Exercise aim:
Put the lines below into a Markdown table with the columns Row and Line, numbering each row and leaving out any blank lines.

##### Records supplied #####

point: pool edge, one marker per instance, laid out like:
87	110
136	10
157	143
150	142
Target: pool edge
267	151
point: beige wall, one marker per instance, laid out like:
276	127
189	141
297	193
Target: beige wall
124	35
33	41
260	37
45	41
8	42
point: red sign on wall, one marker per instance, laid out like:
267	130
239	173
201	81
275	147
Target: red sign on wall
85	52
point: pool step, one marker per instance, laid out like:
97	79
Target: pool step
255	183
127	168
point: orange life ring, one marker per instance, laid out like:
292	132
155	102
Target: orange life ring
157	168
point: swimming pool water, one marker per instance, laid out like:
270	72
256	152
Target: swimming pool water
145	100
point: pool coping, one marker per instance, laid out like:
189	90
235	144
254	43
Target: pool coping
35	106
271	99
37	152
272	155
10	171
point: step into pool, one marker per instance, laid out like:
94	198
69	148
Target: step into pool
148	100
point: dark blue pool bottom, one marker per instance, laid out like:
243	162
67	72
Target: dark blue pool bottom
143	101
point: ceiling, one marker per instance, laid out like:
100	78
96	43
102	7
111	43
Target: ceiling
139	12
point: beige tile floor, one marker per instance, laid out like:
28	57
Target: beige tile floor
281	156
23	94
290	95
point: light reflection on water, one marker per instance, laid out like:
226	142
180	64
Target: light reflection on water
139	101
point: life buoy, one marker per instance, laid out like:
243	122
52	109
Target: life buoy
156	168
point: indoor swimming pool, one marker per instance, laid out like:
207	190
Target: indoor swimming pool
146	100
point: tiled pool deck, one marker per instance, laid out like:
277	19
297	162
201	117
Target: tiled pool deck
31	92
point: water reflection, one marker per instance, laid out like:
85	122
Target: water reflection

#####

Response to this task:
| Row | Line |
|---|---|
| 1 | point: pool edge, one marker per instance, laid out like: |
| 2 | 87	110 |
| 3 | 136	10 |
| 4 | 157	143 |
| 5 | 150	142 |
| 6 | Target: pool edge |
| 7 | 267	151 |
| 8 | point: beige wall, one marker per instance, laid out like: |
| 9 | 276	127 |
| 10 | 189	141 |
| 11 | 297	193 |
| 12 | Target: beige wall |
| 13 | 124	35 |
| 14 | 33	41 |
| 15 | 260	37 |
| 16 | 45	41 |
| 17 | 8	42 |
| 18 | point: red sign on wall, one marker per instance, laid out like: |
| 19 | 267	130 |
| 20 | 239	173 |
| 21 | 201	81 |
| 22 | 275	147 |
| 23 | Target: red sign on wall |
| 24 | 85	52 |
| 25 | point: pool step, one marker per instance, laid out like: |
| 26 | 97	79 |
| 27 | Target: pool step |
| 28 | 255	183 |
| 29 | 127	168 |
| 30 | point: orange life ring, one marker per instance, laid out like: |
| 31 | 292	132 |
| 32 | 155	102 |
| 33 | Target: orange life ring |
| 34 | 157	168 |
| 35 | point: swimming pool water, one marker per instance, laid out like: |
| 36 | 270	72 |
| 37 | 256	152 |
| 38 | Target: swimming pool water |
| 39 | 145	100 |
| 40 | point: pool coping, one marker per instance, laid out like: |
| 41 | 189	90 |
| 42 | 235	144 |
| 43 | 254	43 |
| 44 | Target: pool coping |
| 45 | 35	106 |
| 46 | 271	99 |
| 47 | 37	152 |
| 48 | 272	155 |
| 49 | 10	171 |
| 50 | point: step into pool, one marker per instance, laid out like: |
| 51 | 94	198 |
| 52 | 69	148 |
| 53 | Target: step into pool |
| 54 | 148	100 |
| 55 | point: dark blue pool bottom, one marker per instance, laid out like: |
| 56 | 243	162 |
| 57 | 67	72 |
| 58 | Target: dark blue pool bottom |
| 59 | 143	101 |
| 60 | point: ceiling, one marker per instance, laid out like: |
| 61 | 100	78 |
| 62 | 96	43 |
| 63 | 102	7 |
| 64 | 111	43 |
| 65 | Target: ceiling |
| 66 | 139	12 |
| 67 | point: beige tile floor, one marker per instance, laid out like: |
| 68 | 28	57 |
| 69 | Target: beige tile floor |
| 70 | 281	156 |
| 71 | 23	94 |
| 72 | 290	95 |
| 73 | point: light reflection on water, one marker per instance, laid out like: |
| 74 | 226	142 |
| 75 | 180	64 |
| 76 | Target: light reflection on water |
| 77 | 139	101 |
| 78 | point: life buoy, one marker per instance, laid out like: |
| 79 | 243	122 |
| 80 | 52	109 |
| 81 | Target: life buoy |
| 82 | 156	168 |
| 83 | point: indoor swimming pool, one marker per instance, laid out like: |
| 84 | 207	190 |
| 85 | Target: indoor swimming pool |
| 86 | 146	100 |
| 87 | point: tiled pool deck, one marker per instance, laid out like: |
| 88 | 277	19 |
| 89 | 297	162 |
| 90 | 201	117 |
| 91 | Target: tiled pool deck |
| 92 | 31	92 |
| 93 | point: water reflection, one marker per instance, laid out like: |
| 94 | 85	122 |
| 95 | Target: water reflection |